Can you turn the stretch of the listing below, from the line containing "each silver sedan car -> box" through the line containing "[690,690,895,720]", into a Markdown table with the columns Row and Line, leaving out any blank lines? Include only those lines.

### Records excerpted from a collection
⁂
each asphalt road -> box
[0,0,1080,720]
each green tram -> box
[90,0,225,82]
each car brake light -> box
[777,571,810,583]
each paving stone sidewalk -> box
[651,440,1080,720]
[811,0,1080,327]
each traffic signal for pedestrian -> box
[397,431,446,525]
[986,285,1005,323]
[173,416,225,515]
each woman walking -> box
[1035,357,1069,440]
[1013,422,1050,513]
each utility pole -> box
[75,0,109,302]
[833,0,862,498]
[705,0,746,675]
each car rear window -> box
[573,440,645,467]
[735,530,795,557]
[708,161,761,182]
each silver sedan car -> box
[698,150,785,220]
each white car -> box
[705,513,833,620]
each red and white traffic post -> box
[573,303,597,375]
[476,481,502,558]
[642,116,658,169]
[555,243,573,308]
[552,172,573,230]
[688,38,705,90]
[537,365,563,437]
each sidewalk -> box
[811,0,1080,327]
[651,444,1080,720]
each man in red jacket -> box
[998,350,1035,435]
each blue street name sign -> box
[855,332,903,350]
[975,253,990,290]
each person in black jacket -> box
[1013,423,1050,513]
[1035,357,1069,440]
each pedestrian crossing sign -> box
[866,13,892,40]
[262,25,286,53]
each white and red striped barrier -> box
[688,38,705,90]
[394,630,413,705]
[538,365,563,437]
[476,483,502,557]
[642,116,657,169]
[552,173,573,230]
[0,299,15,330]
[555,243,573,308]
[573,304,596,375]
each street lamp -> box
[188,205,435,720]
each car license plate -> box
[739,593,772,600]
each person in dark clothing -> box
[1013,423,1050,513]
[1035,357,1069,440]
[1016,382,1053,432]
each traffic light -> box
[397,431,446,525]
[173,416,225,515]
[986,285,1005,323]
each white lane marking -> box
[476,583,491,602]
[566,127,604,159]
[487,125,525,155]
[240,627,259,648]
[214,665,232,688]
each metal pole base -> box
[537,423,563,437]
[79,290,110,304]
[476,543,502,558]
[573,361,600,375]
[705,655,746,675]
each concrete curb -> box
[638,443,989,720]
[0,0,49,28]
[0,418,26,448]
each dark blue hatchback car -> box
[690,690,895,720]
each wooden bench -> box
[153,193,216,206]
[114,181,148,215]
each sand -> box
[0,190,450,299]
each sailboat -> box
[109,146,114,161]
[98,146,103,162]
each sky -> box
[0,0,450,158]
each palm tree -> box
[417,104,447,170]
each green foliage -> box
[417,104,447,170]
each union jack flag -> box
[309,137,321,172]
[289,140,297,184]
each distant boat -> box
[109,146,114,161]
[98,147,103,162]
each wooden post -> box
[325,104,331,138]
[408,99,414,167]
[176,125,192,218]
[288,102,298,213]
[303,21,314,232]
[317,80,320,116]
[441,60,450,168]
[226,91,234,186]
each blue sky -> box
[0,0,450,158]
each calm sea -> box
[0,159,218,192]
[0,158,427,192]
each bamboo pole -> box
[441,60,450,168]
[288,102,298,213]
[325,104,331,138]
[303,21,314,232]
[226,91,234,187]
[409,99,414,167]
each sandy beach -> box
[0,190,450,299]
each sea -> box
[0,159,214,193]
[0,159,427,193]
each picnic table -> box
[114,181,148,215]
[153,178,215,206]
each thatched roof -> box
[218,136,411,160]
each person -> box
⁂
### Result
| Row | Line |
|---|---|
| 1 | each silver sedan car -> box |
| 2 | [698,150,785,220] |
| 3 | each white car -> box |
| 4 | [705,513,833,620] |
| 5 | each red and white traffic post -> box |
| 6 | [573,303,597,375] |
| 7 | [476,481,502,558] |
| 8 | [642,116,658,169] |
| 9 | [555,243,573,308] |
| 10 | [552,172,573,230] |
| 11 | [688,38,705,90] |
| 12 | [537,365,563,437] |
| 13 | each sidewalk -> box |
| 14 | [811,0,1080,327] |
| 15 | [651,444,1080,720] |
| 16 | each man in red jacket -> box |
| 17 | [998,350,1035,435] |
| 18 | each blue street name sign -> box |
| 19 | [855,332,903,350] |
| 20 | [975,253,990,290] |
| 21 | each person in black jacket -> box |
| 22 | [1013,423,1050,513] |
| 23 | [1035,357,1069,440] |
| 24 | each pedestrian crossing sign -> box |
| 25 | [866,13,892,40] |
| 26 | [262,25,286,53] |
| 27 | each white and red striped barrier -> box |
| 28 | [688,38,705,90] |
| 29 | [394,630,413,705] |
| 30 | [538,365,563,437] |
| 31 | [476,483,502,557] |
| 32 | [642,116,657,169] |
| 33 | [552,173,573,230] |
| 34 | [0,299,15,330] |
| 35 | [555,243,573,308] |
| 36 | [573,304,596,375] |
| 37 | each street lamp -> box |
| 38 | [188,205,435,720] |
| 39 | each car license plate -> box |
| 40 | [739,593,772,600] |
| 41 | each person in dark clothing -> box |
| 42 | [1013,423,1050,513] |
| 43 | [1035,357,1069,440] |
| 44 | [1016,382,1053,432] |
| 45 | each traffic light -> box |
| 46 | [397,431,446,525] |
| 47 | [173,416,225,515] |
| 48 | [986,285,1005,323] |
| 49 | each white lane marking -> box |
| 50 | [476,583,491,602] |
| 51 | [566,127,604,159] |
| 52 | [487,125,525,155] |
| 53 | [240,627,259,648] |
| 54 | [214,665,232,688] |
| 55 | each metal pole base -> box |
| 56 | [537,423,563,437] |
| 57 | [79,290,110,304] |
| 58 | [476,543,502,558] |
| 59 | [573,361,600,375] |
| 60 | [705,655,746,675] |
| 61 | each concrete curb -> box |
| 62 | [638,443,989,720] |
| 63 | [0,0,49,28] |
| 64 | [0,418,26,448] |
| 65 | each dark blue hatchback car -> box |
| 66 | [690,690,895,720] |